What to work on:
Each line of the material below should be retyped precisely as it appears.
**** Records shown ****
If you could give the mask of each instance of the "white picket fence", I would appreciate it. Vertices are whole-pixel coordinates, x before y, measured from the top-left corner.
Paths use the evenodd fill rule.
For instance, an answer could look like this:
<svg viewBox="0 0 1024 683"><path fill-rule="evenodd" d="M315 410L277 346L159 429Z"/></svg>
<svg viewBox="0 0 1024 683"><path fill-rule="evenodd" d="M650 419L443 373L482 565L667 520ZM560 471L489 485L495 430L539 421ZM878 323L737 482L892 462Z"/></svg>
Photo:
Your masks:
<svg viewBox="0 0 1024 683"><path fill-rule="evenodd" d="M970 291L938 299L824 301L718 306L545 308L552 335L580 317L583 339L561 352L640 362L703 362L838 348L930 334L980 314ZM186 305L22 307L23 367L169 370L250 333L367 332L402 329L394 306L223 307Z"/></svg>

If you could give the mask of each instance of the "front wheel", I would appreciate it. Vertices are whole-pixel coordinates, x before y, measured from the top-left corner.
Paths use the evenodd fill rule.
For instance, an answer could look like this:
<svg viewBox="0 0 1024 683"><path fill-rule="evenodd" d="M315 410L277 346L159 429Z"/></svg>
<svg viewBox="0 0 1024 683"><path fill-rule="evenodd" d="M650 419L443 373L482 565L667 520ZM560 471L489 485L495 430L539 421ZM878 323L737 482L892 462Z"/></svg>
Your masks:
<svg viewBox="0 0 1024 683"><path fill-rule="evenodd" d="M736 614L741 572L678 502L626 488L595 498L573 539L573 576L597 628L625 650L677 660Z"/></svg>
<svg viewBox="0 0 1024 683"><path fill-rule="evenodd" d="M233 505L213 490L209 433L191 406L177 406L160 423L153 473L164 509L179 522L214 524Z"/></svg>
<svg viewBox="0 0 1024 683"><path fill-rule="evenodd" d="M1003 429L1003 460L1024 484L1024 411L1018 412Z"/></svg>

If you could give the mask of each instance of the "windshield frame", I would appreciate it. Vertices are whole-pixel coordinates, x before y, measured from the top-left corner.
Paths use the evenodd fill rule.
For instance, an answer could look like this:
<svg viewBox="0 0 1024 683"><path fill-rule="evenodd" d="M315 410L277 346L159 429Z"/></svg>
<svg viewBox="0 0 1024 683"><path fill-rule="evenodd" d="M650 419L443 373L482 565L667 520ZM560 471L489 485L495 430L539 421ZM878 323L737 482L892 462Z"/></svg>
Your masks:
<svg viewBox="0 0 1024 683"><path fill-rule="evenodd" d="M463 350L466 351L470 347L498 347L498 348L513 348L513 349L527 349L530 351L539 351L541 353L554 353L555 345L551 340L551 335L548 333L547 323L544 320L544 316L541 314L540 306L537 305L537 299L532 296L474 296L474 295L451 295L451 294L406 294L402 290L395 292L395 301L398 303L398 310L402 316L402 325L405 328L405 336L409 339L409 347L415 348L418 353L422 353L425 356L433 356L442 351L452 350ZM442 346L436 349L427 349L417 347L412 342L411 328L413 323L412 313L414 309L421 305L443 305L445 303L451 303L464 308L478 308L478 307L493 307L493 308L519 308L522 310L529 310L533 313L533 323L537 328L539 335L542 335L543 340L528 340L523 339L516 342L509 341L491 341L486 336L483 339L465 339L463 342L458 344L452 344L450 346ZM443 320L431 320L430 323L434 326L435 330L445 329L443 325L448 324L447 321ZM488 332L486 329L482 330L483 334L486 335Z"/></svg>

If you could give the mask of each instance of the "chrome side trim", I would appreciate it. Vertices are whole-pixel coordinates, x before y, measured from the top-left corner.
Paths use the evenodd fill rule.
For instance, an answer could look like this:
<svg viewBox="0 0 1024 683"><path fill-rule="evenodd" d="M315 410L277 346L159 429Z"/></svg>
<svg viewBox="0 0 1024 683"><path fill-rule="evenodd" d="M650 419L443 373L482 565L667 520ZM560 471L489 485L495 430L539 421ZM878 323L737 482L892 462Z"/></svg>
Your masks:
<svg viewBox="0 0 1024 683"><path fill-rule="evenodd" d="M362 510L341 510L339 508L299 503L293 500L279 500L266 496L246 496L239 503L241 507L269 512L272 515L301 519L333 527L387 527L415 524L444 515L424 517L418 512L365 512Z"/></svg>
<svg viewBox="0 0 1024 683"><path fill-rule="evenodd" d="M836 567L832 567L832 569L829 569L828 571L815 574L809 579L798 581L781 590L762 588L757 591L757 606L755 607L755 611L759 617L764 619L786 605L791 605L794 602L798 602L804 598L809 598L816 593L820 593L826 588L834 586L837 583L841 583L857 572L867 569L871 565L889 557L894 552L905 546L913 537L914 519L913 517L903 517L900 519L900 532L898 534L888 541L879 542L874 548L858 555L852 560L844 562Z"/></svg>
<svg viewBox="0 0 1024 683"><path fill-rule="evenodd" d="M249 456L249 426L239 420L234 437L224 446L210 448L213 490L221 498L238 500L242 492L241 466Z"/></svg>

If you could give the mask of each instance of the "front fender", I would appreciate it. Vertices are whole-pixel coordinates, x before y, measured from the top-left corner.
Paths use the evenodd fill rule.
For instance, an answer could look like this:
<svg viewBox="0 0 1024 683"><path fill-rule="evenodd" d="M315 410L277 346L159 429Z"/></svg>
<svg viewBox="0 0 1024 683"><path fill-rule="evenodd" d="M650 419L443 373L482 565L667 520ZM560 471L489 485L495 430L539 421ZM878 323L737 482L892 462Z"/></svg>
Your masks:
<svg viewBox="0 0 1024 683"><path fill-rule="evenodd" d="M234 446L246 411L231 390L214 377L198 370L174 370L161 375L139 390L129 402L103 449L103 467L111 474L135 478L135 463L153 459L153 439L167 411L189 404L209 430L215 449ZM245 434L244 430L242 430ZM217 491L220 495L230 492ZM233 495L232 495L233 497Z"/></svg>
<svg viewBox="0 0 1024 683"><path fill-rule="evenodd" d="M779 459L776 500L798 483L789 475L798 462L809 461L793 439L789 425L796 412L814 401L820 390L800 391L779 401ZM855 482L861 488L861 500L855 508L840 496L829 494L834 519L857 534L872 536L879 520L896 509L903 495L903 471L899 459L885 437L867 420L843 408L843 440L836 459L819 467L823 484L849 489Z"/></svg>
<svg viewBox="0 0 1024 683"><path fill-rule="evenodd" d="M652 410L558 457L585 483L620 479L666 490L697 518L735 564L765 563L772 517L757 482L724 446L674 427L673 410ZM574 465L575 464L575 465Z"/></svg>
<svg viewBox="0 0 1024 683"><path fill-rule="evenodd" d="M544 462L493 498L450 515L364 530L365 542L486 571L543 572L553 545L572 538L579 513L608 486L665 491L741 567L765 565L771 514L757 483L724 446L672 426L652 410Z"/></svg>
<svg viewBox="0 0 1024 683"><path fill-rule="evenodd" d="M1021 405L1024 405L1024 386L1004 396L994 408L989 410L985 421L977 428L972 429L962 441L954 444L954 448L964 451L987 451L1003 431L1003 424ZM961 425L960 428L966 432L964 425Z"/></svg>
****
Output:
If you could give the mask of each instance of the "white picket fence", I would appreciate it. Vertices are whole-pixel coordinates, x before y, measured from the top-left corner.
Paths use the evenodd fill rule.
For instance, an answer could look like this:
<svg viewBox="0 0 1024 683"><path fill-rule="evenodd" d="M315 410L277 346L159 429Z"/></svg>
<svg viewBox="0 0 1024 683"><path fill-rule="evenodd" d="M650 419L443 373L482 565L667 520ZM560 471L489 485L495 430L539 421ZM878 323L737 482L892 462Z"/></svg>
Photo:
Your masks:
<svg viewBox="0 0 1024 683"><path fill-rule="evenodd" d="M970 291L938 299L824 301L718 306L545 308L552 335L580 317L583 339L561 352L640 362L703 362L838 348L930 334L980 314ZM186 305L22 307L23 367L169 370L250 333L367 332L402 329L394 306L223 307Z"/></svg>

If you could give the mask of each instance of the "front wheel", I would appreciate it. Vertices are whole-pixel coordinates, x before y, measured from the top-left corner.
Paths use the evenodd fill rule.
For instance, an answer could look like this:
<svg viewBox="0 0 1024 683"><path fill-rule="evenodd" d="M315 410L277 346L159 429Z"/></svg>
<svg viewBox="0 0 1024 683"><path fill-rule="evenodd" d="M650 419L443 373L482 565L667 520ZM560 471L489 485L495 430L539 421ZM878 323L737 482L892 462Z"/></svg>
Your masks:
<svg viewBox="0 0 1024 683"><path fill-rule="evenodd" d="M736 614L741 572L678 502L626 488L595 498L573 539L573 576L597 628L625 650L677 660Z"/></svg>
<svg viewBox="0 0 1024 683"><path fill-rule="evenodd" d="M233 505L213 490L209 433L191 406L177 406L160 423L153 473L164 509L179 522L214 524Z"/></svg>
<svg viewBox="0 0 1024 683"><path fill-rule="evenodd" d="M1003 429L1003 460L1024 484L1024 411L1018 412Z"/></svg>

If you could give the mask of each instance of the "windshield frame", I would appreciate it. Vertices are whole-pixel coordinates, x before y, measured from the top-left corner.
Paths use the evenodd fill rule.
For instance, an answer could look like this:
<svg viewBox="0 0 1024 683"><path fill-rule="evenodd" d="M315 410L277 346L159 429Z"/></svg>
<svg viewBox="0 0 1024 683"><path fill-rule="evenodd" d="M650 419L443 373L482 565L667 520ZM560 471L489 485L495 430L539 421ZM878 323L737 482L892 462Z"/></svg>
Your masks:
<svg viewBox="0 0 1024 683"><path fill-rule="evenodd" d="M463 350L466 351L470 347L498 347L498 348L513 348L513 349L527 349L530 351L539 351L541 353L554 353L555 345L551 340L551 335L548 333L547 323L544 320L544 316L541 314L540 306L537 305L537 299L532 296L474 296L474 295L451 295L451 294L406 294L402 290L395 292L395 301L398 303L398 310L402 316L402 325L405 328L405 336L409 339L409 347L415 348L418 353L422 353L425 356L433 356L442 351L452 350ZM442 346L436 349L427 349L417 347L412 342L411 328L413 323L412 313L414 309L421 305L443 305L445 303L451 303L464 308L478 308L478 307L493 307L493 308L519 308L522 310L529 310L533 313L533 323L537 328L539 335L542 335L543 340L528 340L523 339L516 342L509 341L491 341L486 336L483 339L465 339L463 342L458 344L452 344L450 346ZM443 320L431 320L430 323L434 326L435 330L445 329L443 325L448 324L447 321ZM488 332L486 329L482 330L483 334L486 335Z"/></svg>

If you could give the mask of each instance of the "chrome side trim", I would appreciate it. Vertices are whole-pixel coordinates, x before y, measured from the top-left corner.
Paths use the evenodd fill rule.
For instance, an answer could look like this:
<svg viewBox="0 0 1024 683"><path fill-rule="evenodd" d="M315 410L277 346L159 429Z"/></svg>
<svg viewBox="0 0 1024 683"><path fill-rule="evenodd" d="M650 419L443 373L482 565L667 520ZM560 471L489 485L495 430L539 421ZM878 323L737 482L892 462Z"/></svg>
Your masks:
<svg viewBox="0 0 1024 683"><path fill-rule="evenodd" d="M362 510L341 510L339 508L299 503L293 500L279 500L266 496L246 496L239 503L241 507L269 512L272 515L301 519L333 527L387 527L415 524L444 515L424 517L418 512L365 512Z"/></svg>
<svg viewBox="0 0 1024 683"><path fill-rule="evenodd" d="M836 567L832 567L832 569L829 569L828 571L815 574L809 579L798 581L781 590L762 588L757 591L757 606L755 607L755 611L759 617L764 619L786 605L791 605L794 602L798 602L804 598L809 598L816 593L820 593L826 588L834 586L837 583L841 583L857 572L867 569L871 565L889 557L894 552L905 546L913 537L914 519L913 517L903 517L900 519L900 532L898 534L888 541L879 542L874 548L858 555L852 560L844 562Z"/></svg>
<svg viewBox="0 0 1024 683"><path fill-rule="evenodd" d="M249 456L249 426L239 420L234 437L224 446L210 448L213 490L221 498L238 500L242 492L241 466Z"/></svg>

If you could give the mask of each instance of the "front fender", I would appreciate it. Vertices are whole-pixel coordinates, x before y, measured from the top-left corner.
Paths use the evenodd fill rule.
For instance, an answer could look like this:
<svg viewBox="0 0 1024 683"><path fill-rule="evenodd" d="M315 410L277 346L159 429Z"/></svg>
<svg viewBox="0 0 1024 683"><path fill-rule="evenodd" d="M650 419L443 373L482 565L667 520ZM560 471L489 485L495 430L539 421ZM878 323L737 482L892 462Z"/></svg>
Your masks:
<svg viewBox="0 0 1024 683"><path fill-rule="evenodd" d="M234 446L246 411L231 390L214 377L198 370L174 370L161 375L139 390L129 402L103 449L103 467L111 474L135 478L135 463L153 459L153 439L167 411L189 404L209 430L215 449ZM245 434L244 430L242 430ZM217 491L220 495L230 492ZM233 495L232 495L233 497Z"/></svg>
<svg viewBox="0 0 1024 683"><path fill-rule="evenodd" d="M779 459L776 500L798 483L789 475L798 462L809 461L793 439L789 425L796 412L814 401L820 390L800 391L779 401ZM855 482L861 488L861 500L855 508L840 496L829 494L834 519L857 534L872 536L879 520L896 509L903 495L903 471L899 459L885 437L867 420L843 408L843 440L836 459L819 467L823 484L849 489Z"/></svg>
<svg viewBox="0 0 1024 683"><path fill-rule="evenodd" d="M652 410L558 457L585 483L620 479L666 490L697 518L735 564L765 563L772 517L757 482L724 446L674 427L673 410ZM574 465L575 464L575 465Z"/></svg>
<svg viewBox="0 0 1024 683"><path fill-rule="evenodd" d="M544 462L493 498L450 515L364 530L365 542L486 571L543 572L553 545L572 538L579 513L608 486L665 491L741 567L765 565L771 514L757 483L724 446L672 426L652 410Z"/></svg>
<svg viewBox="0 0 1024 683"><path fill-rule="evenodd" d="M1021 405L1024 405L1024 386L1004 396L994 408L989 410L985 421L977 428L972 429L962 441L954 444L954 448L964 451L987 451L1003 431L1003 424ZM961 425L960 428L966 432L964 425Z"/></svg>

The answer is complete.